RECORD LIST –
_ _ _
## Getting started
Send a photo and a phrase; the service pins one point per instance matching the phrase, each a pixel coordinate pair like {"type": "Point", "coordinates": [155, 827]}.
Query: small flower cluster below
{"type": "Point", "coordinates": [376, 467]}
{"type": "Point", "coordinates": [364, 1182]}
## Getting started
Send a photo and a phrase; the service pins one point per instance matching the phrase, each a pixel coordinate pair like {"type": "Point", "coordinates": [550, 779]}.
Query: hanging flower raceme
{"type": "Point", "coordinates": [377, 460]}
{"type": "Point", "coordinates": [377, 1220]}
_ _ _
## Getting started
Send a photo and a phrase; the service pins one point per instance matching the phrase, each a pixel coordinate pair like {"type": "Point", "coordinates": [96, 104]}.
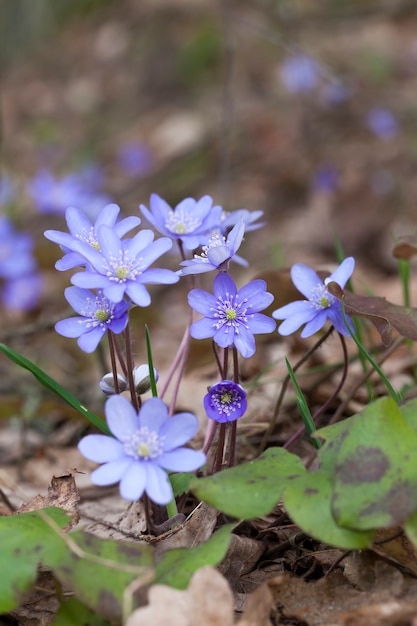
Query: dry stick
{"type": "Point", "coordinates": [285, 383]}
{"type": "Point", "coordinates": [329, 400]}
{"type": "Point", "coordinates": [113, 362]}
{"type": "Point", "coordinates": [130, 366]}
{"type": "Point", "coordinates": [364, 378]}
_ _ _
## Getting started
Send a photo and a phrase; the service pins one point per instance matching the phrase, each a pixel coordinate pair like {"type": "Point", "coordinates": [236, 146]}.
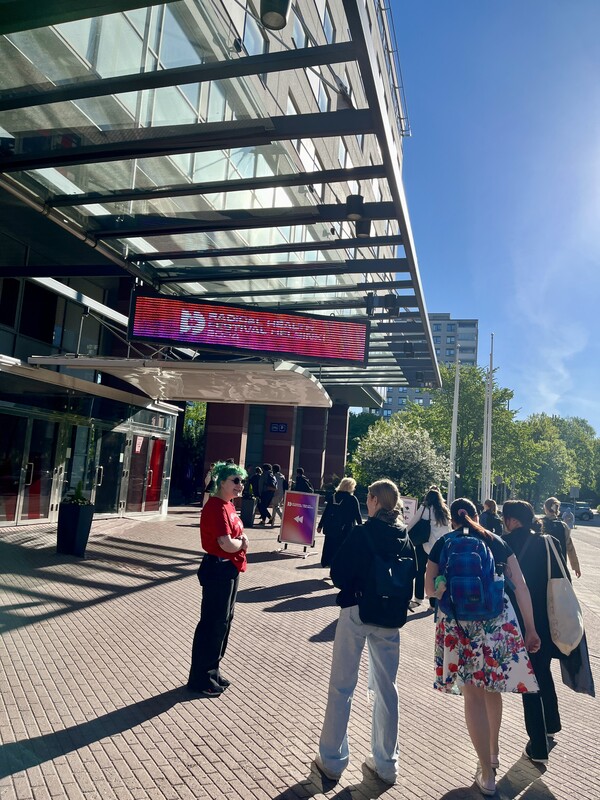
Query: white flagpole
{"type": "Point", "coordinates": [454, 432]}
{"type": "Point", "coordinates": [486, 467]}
_ _ _
EXERCISE DIRECTIONS – Show every line in the rows above that contains the word "instance", copying each one in full.

TASK ANSWER –
Send a photo and a phrase; the service pins one point per instance matching the phrase, each a pixel coordinate pair like {"type": "Point", "coordinates": [155, 827]}.
Send a photo and a phrase; the service pins one point per instance matching the phrase, each a pixel coordinate pair like {"type": "Point", "coordinates": [550, 779]}.
Send a photo and a phrase; the service pins one point per instance matching the phrase, each a pixel coordinate pair like {"type": "Point", "coordinates": [96, 104]}.
Send a photo and a phrase; the service pins one point per instance matching the phrase, each a pixel coordinate pair like {"type": "Point", "coordinates": [236, 146]}.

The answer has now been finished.